▶ To do
- a) In the article about the Claremont Museum of Art reopening, condense the paragraph that begins "Locally, art went on as well" into a shorter version that keeps its main facts.
- b) According to the article about the Claremont Museum of Art reopening, what position does Catherine McIntosh hold?
- c) From the article about the Claremont Museum of Art reopening, reproduce the passage starting at "In fact, some" and ending at "through May 30.".

CMA ready to open with work from 28 artists

by Mick Rhodes | mickrhodes@claremont-courier.com

The pandemic has had its way with us. It’s killed more than 543,000 Americans and counting,  and has devastated countless families.

Along the way it has exposed heretofore unseen physical and mental health problems, amplifying widespread disparities in access to healthcare.

Yes, some industries have thrived, but thousands of businesses ceased to exist and unemployment soared to levels not seen since the Great Depression.

The unprecedented isolation also had a profound impact on one of the essentials of human existence: the need to create.

But for artists, it hasn’t all been bad. Art went on, despite having no physical forum in which to show a painting, perform a new piece of music, or mount a new play.

In fact, some creative people thrived and discovered new digital forms of conveyance over the past year. They used Zoom and other platforms for record release parties and music festivals, art exhibits, live theater performances, comedy shows and that oh so 2020 creation, the podcast.

Locally, art went on as well, and for the first time in more than a year, people will be able to see some of it in person beginning Friday, April 2, when The Claremont Museum of Art, at 200 W. First St., finally opens its doors for “Inside Out: Emerging from Isolation.” The show features 28 new works from 28 artists and will be up through May 30.

“We’re really excited to finally be able to open again,” said CMA board member and exhibition coordinator Catherine McIntosh. “There’s just something about seeing art in person. It is just different than looking at it on a digital screen. It’s just not the same. It’s a different experience.”

Inside Out has actually been in the on-deck circle since August 2020, when Los Angeles County first began talking about a phased reopening of art galleries.

▶ Data
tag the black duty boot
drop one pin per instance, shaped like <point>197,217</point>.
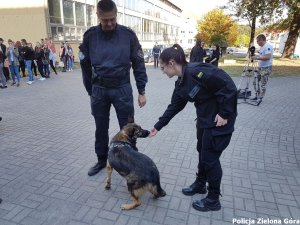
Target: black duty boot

▶ List of answers
- a) For the first time in over a year, people can see local art in person. The Claremont Museum of Art, at 200 W. First St., opens "Inside Out: Emerging from Isolation" on Friday, April 2. The show runs through May 30 and presents 28 new works by 28 artists.

- b) She is a CMA board member and exhibition coordinator.

- c)
In fact, some creative people thrived and discovered new digital forms of conveyance over the past year. They used Zoom and other platforms for record release parties and music festivals, art exhibits, live theater performances, comedy shows and that oh so 2020 creation, the podcast.

Locally, art went on as well, and for the first time in more than a year, people will be able to see some of it in person beginning Friday, April 2, when The Claremont Museum of Art, at 200 W. First St., finally opens its doors for “Inside Out: Emerging from Isolation.” The show features 28 new works from 28 artists and will be up through May 30.